• [PAGE]:
There is no way to remove an individual item from a FileList as you can see more of an explanation here.

  • Add a data-name attribute to the image preview.
  • Write a submit event handler for the form preventing the default behavior.
  • Read the data-name from all the .img elements in the submit listener and compare them to the FileList while keeping only the ones with an associated data-name.

let chooseFiles = document.getElementById("choose-files");
let previewWrapper = document.getElementById("preview-wrapper");
let form = document.getElementById('form');

form.addEventListener('submit', (evt) => {
  evt.preventDefault()

  const toSend = []
  const imgs = [...document.querySelectorAll('.img')].map(img => img.dataset.name);

  [...chooseFiles.files].forEach(file => {
    if (imgs.includes(file.name)) {
      toSend.push(file)
    }
  })

  console.log('sending', toSend);
})

chooseFiles.addEventListener("change", (e) => {
  [...e.target.files].forEach(showFiles);
});

function showFiles(file) {
  let previewImage = new Image();

  previewImage.dataset.name = file.name;
  previewImage.classList.add("img");
  previewImage.src = URL.createObjectURL(file);

  previewWrapper.append(previewImage); // append preview image

  // -- remove the image preview visually
  document.querySelectorAll(".img").forEach((i) => {
    i.addEventListener("click", (e) => {
      e.target.remove();
    });
  });
}
form {
  padding: 2rem;
  background: red;
  width: 50%;
}

input,
button {
  display: block;
  margin: 1rem 0;
}

.img {
  width: 200px;
  height: 200px;
  object-fit: cover;
  margin: 0 1rem;
}

img:hover {
  cursor: pointer;
}
<form enctype="multipart/form-data" method="post" id="form">
  <input id="choose-files" type="file" name="choose-files[]" multiple>
  <button name="submit" id="submit">SUBMIT</button>
  <div id="preview-wrapper"></div>
</form>

Alternatively, you can use a DataTransfer object to reset the FileList from the input each time a preview image is removed. This does a bit more work for each click to remove, but has the benefit of keeping the FileList in sync with the list of previews. It also uses the FormData in the submit handler so you can add other fields dynamically and post the data with fetch.

let chooseFiles = document.getElementById("choose-files");
let previewWrapper = document.getElementById("preview-wrapper");
let form = document.getElementById('form');

form.addEventListener('submit', (e) => {
  const fd = new FormData();
 
  e.preventDefault();

  for (const file of chooseFiles.files) {
    fd.append('choose-files[]', file, file.name)

• [TASK OBJECTIVE]:
Reproduce word for word the part of the FileList post starting with "There is no" and going on through "an associated data-name.".

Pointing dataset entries
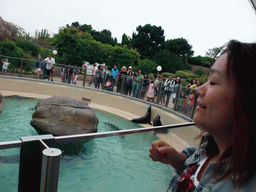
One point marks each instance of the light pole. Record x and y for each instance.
(54, 53)
(159, 68)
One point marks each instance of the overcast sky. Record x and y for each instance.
(204, 23)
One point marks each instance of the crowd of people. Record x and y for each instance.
(133, 83)
(170, 92)
(225, 159)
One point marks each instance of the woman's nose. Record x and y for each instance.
(201, 90)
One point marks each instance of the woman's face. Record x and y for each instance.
(215, 111)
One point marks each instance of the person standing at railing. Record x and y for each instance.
(156, 83)
(170, 89)
(137, 83)
(63, 74)
(5, 65)
(114, 73)
(69, 71)
(192, 82)
(145, 85)
(38, 66)
(177, 89)
(129, 70)
(128, 83)
(50, 62)
(76, 71)
(225, 160)
(164, 88)
(150, 92)
(122, 75)
(92, 80)
(98, 77)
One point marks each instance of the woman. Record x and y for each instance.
(226, 158)
(98, 77)
(177, 89)
(122, 74)
(192, 82)
(128, 84)
(145, 85)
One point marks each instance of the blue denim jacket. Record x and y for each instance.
(206, 184)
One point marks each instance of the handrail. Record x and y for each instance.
(83, 137)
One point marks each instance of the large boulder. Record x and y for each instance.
(64, 116)
(7, 30)
(1, 102)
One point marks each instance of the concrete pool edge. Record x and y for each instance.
(129, 108)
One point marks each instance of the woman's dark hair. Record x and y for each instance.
(242, 153)
(191, 82)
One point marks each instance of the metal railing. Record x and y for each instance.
(40, 161)
(184, 101)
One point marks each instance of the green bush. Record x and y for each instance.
(199, 72)
(201, 61)
(184, 74)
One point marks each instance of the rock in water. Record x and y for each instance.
(7, 30)
(64, 116)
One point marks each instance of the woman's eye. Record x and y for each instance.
(212, 83)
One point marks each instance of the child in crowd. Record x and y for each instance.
(181, 103)
(5, 65)
(108, 85)
(150, 93)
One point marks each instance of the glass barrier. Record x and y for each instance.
(119, 163)
(179, 98)
(9, 169)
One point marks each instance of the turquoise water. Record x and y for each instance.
(104, 164)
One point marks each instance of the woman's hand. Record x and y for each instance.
(164, 153)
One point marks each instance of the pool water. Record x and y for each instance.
(118, 163)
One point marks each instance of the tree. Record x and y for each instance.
(104, 37)
(75, 24)
(214, 53)
(201, 61)
(148, 66)
(85, 28)
(148, 40)
(28, 47)
(121, 56)
(68, 44)
(170, 62)
(179, 46)
(126, 41)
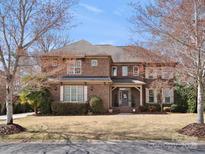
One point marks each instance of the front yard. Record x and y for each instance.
(108, 127)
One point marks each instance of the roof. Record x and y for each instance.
(118, 53)
(127, 81)
(81, 79)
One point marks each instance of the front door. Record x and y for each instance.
(124, 97)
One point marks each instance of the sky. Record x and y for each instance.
(102, 22)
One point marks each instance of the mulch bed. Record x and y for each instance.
(10, 129)
(194, 129)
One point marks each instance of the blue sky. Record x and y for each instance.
(102, 22)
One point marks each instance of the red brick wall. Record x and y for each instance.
(100, 90)
(102, 69)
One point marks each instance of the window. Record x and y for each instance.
(114, 71)
(135, 71)
(167, 94)
(124, 71)
(73, 94)
(74, 67)
(167, 99)
(94, 63)
(151, 96)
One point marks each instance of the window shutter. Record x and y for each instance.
(147, 95)
(155, 95)
(61, 93)
(85, 93)
(171, 95)
(163, 96)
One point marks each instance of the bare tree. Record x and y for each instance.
(180, 25)
(22, 23)
(50, 41)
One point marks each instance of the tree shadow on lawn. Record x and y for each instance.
(69, 136)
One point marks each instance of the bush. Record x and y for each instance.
(185, 97)
(178, 108)
(142, 109)
(152, 108)
(59, 108)
(96, 105)
(167, 109)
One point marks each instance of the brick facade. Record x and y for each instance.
(151, 74)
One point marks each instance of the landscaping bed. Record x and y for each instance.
(10, 129)
(194, 129)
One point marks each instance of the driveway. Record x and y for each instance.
(16, 116)
(128, 147)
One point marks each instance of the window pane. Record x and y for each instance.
(114, 71)
(151, 96)
(80, 94)
(135, 71)
(66, 93)
(73, 93)
(94, 62)
(167, 99)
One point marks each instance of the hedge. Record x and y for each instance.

• [RESPONSE TO THIS TASK]:
There is no way to remove an individual item from a FileList as you can see more of an explanation here.

  • Add a data-name attribute to the image preview.
  • Write a submit event handler for the form preventing the default behavior.
  • Read the data-name from all the .img elements in the submit listener and compare them to the FileList while keeping only the ones with an associated data-name.